Make an exact copy of the lines from the one containing "Trace the outline of every instance of the <item>large" through the end of the material, including both ends but no pictures.

*** Source material ***

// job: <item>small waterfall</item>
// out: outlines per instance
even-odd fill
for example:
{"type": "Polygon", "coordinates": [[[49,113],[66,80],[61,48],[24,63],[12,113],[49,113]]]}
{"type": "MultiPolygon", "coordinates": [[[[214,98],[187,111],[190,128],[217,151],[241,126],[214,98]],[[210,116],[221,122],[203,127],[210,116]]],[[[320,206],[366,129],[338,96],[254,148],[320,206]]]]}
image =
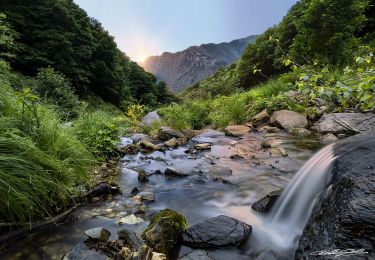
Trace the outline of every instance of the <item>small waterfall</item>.
{"type": "Polygon", "coordinates": [[[334,160],[331,144],[316,153],[296,173],[271,212],[260,217],[261,225],[254,228],[248,241],[250,255],[259,256],[259,259],[294,258],[298,238],[330,181],[334,160]]]}

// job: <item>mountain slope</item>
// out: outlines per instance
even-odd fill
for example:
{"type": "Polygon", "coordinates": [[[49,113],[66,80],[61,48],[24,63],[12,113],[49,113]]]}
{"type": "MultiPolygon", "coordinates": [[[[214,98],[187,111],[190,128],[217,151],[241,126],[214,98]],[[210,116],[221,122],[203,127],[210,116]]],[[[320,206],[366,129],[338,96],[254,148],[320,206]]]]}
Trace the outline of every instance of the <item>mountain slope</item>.
{"type": "Polygon", "coordinates": [[[177,53],[165,52],[147,58],[142,66],[165,81],[174,92],[179,92],[239,59],[246,46],[255,39],[256,36],[252,35],[231,42],[192,46],[177,53]]]}

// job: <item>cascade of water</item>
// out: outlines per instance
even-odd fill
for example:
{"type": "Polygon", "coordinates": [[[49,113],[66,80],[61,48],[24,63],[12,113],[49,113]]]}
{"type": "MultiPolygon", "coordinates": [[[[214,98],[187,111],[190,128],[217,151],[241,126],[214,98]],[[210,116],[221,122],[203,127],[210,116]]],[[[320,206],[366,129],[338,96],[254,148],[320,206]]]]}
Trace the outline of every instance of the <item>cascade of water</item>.
{"type": "MultiPolygon", "coordinates": [[[[262,225],[254,229],[248,242],[248,253],[258,255],[277,252],[277,259],[293,258],[298,237],[310,217],[319,195],[325,191],[331,178],[335,160],[333,144],[316,153],[296,173],[273,206],[262,225]]],[[[269,259],[270,255],[265,256],[269,259]]]]}

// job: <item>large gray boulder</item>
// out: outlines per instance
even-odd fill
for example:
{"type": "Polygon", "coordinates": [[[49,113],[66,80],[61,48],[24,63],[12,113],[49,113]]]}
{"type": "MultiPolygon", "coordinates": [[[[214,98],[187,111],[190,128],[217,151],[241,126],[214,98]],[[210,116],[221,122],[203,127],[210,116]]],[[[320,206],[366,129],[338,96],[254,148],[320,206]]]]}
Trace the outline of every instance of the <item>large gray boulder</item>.
{"type": "Polygon", "coordinates": [[[142,126],[152,127],[154,124],[159,123],[161,118],[157,111],[152,111],[148,113],[144,118],[141,120],[142,126]]]}
{"type": "Polygon", "coordinates": [[[305,128],[308,124],[305,115],[290,110],[274,112],[271,116],[271,123],[286,130],[305,128]]]}
{"type": "Polygon", "coordinates": [[[333,149],[330,189],[313,209],[295,257],[323,259],[311,253],[364,249],[368,254],[347,259],[375,259],[375,132],[339,141],[333,149]]]}
{"type": "Polygon", "coordinates": [[[326,134],[353,133],[375,130],[375,114],[372,113],[333,113],[320,118],[313,130],[326,134]]]}
{"type": "Polygon", "coordinates": [[[214,258],[207,251],[197,249],[183,255],[180,260],[214,260],[214,258]]]}
{"type": "Polygon", "coordinates": [[[202,249],[239,246],[250,233],[251,226],[221,215],[190,227],[182,234],[182,243],[202,249]]]}

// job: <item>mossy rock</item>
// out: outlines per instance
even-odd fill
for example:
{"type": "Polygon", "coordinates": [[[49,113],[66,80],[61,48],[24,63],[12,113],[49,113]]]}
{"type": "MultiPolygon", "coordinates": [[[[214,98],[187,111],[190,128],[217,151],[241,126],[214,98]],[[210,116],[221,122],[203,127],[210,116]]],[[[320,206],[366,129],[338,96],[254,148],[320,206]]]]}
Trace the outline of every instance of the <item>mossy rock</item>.
{"type": "Polygon", "coordinates": [[[181,233],[186,229],[187,223],[184,216],[173,210],[164,209],[151,219],[142,238],[156,252],[168,255],[179,241],[181,233]]]}

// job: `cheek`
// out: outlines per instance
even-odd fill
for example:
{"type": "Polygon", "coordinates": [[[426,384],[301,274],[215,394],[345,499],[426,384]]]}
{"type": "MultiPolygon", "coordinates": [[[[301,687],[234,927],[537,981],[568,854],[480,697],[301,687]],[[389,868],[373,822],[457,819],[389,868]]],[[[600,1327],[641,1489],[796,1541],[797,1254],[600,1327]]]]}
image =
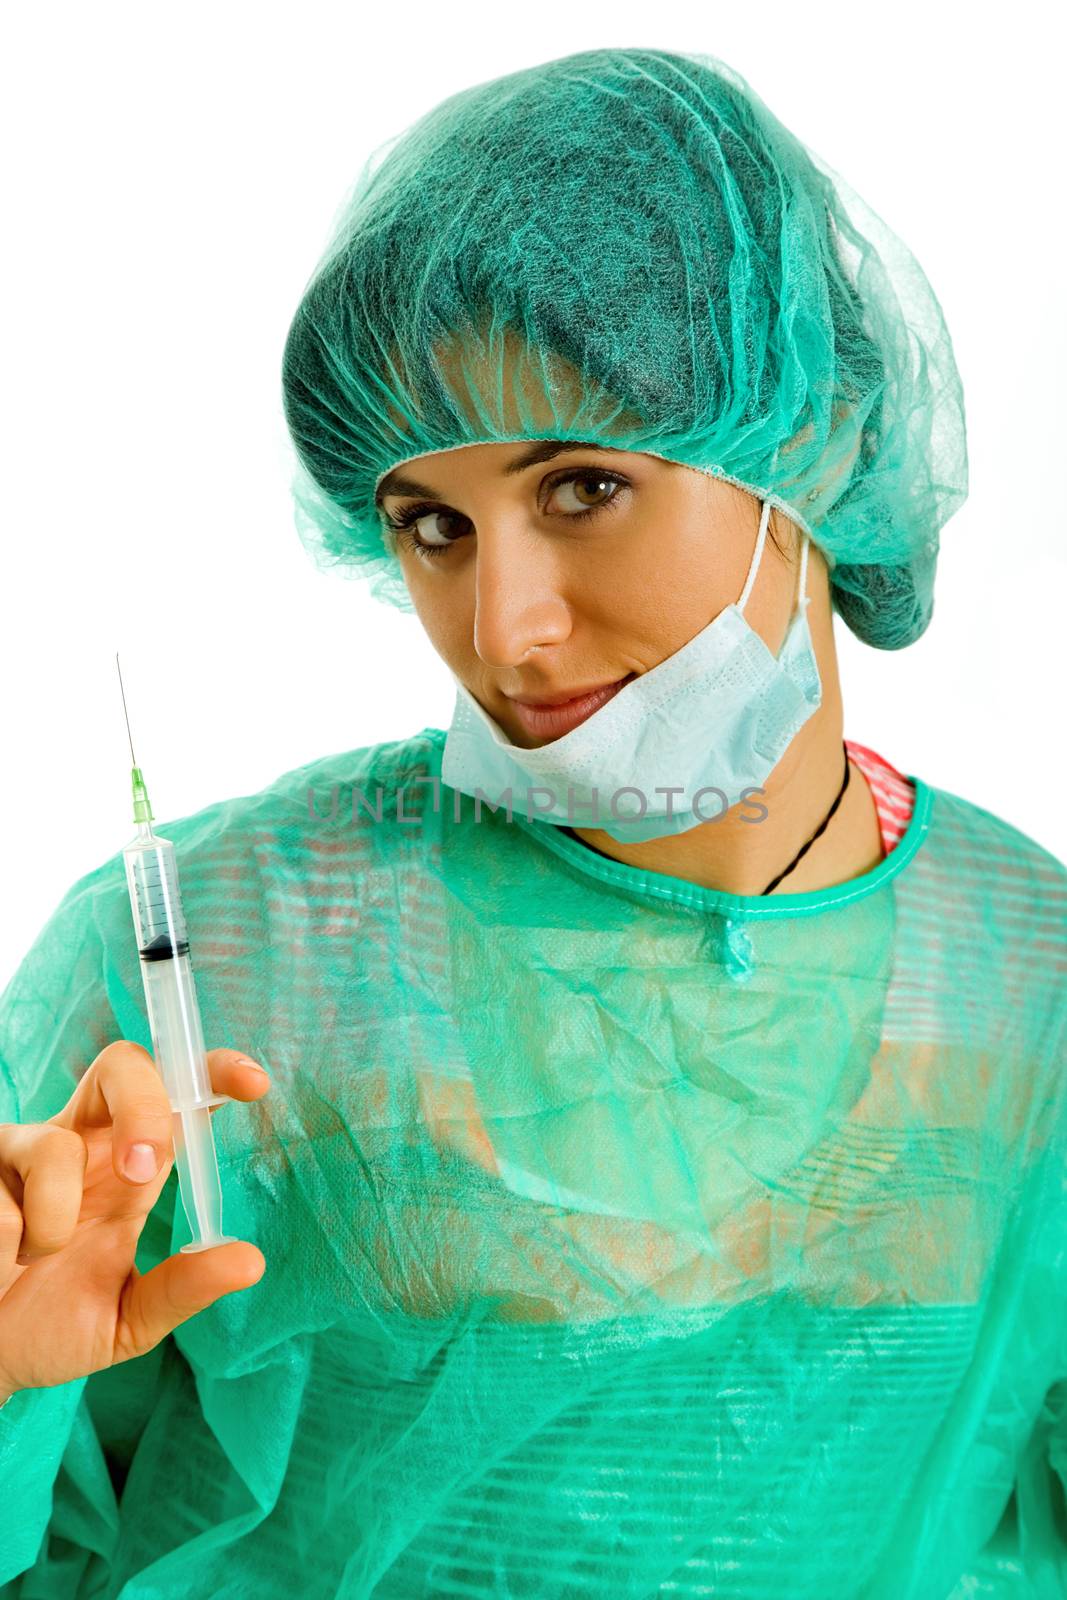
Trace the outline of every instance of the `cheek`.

***

> [Exercise response]:
Trace the outline of every instance of the <item>large gray boulder</item>.
{"type": "Polygon", "coordinates": [[[142,126],[152,127],[154,124],[159,123],[161,118],[157,111],[152,111],[148,113],[144,118],[141,120],[142,126]]]}
{"type": "Polygon", "coordinates": [[[305,128],[308,124],[305,115],[290,110],[274,112],[271,116],[271,123],[286,130],[305,128]]]}
{"type": "Polygon", "coordinates": [[[333,149],[330,189],[313,209],[295,257],[323,259],[311,253],[364,249],[368,254],[347,259],[375,259],[375,132],[339,141],[333,149]]]}
{"type": "Polygon", "coordinates": [[[326,134],[353,133],[375,130],[375,114],[372,113],[333,113],[320,118],[313,130],[326,134]]]}
{"type": "Polygon", "coordinates": [[[214,258],[207,251],[197,249],[183,255],[180,260],[214,260],[214,258]]]}
{"type": "Polygon", "coordinates": [[[202,249],[239,246],[250,233],[251,226],[221,215],[190,227],[182,234],[182,243],[202,249]]]}

// job: <item>mossy rock</item>
// out: outlines per instance
even-odd fill
for example:
{"type": "Polygon", "coordinates": [[[49,113],[66,80],[61,48],[24,63],[12,113],[49,113]]]}
{"type": "MultiPolygon", "coordinates": [[[[214,98],[187,111],[190,128],[217,151],[241,126],[214,98]],[[210,116],[221,122],[203,127],[210,116]]],[[[320,206],[366,129],[338,96],[254,148],[320,206]]]]}
Trace the outline of every instance of the <item>mossy rock</item>.
{"type": "Polygon", "coordinates": [[[181,233],[186,229],[187,223],[184,216],[173,210],[164,209],[151,219],[142,238],[156,252],[168,255],[179,241],[181,233]]]}

// job: `cheek`
// out: outlines per instance
even-odd fill
for example:
{"type": "Polygon", "coordinates": [[[426,384],[301,274],[215,394],[345,499],[426,384]]]}
{"type": "MultiPolygon", "coordinates": [[[[301,687],[234,927],[537,981],[568,854],[480,697],[301,687]],[[389,868],[373,822],[457,819],[389,868]]],[[[600,1327],[641,1489],[796,1541],[797,1254],[600,1327]]]]}
image =
Trace the outline of every instance of the `cheek`.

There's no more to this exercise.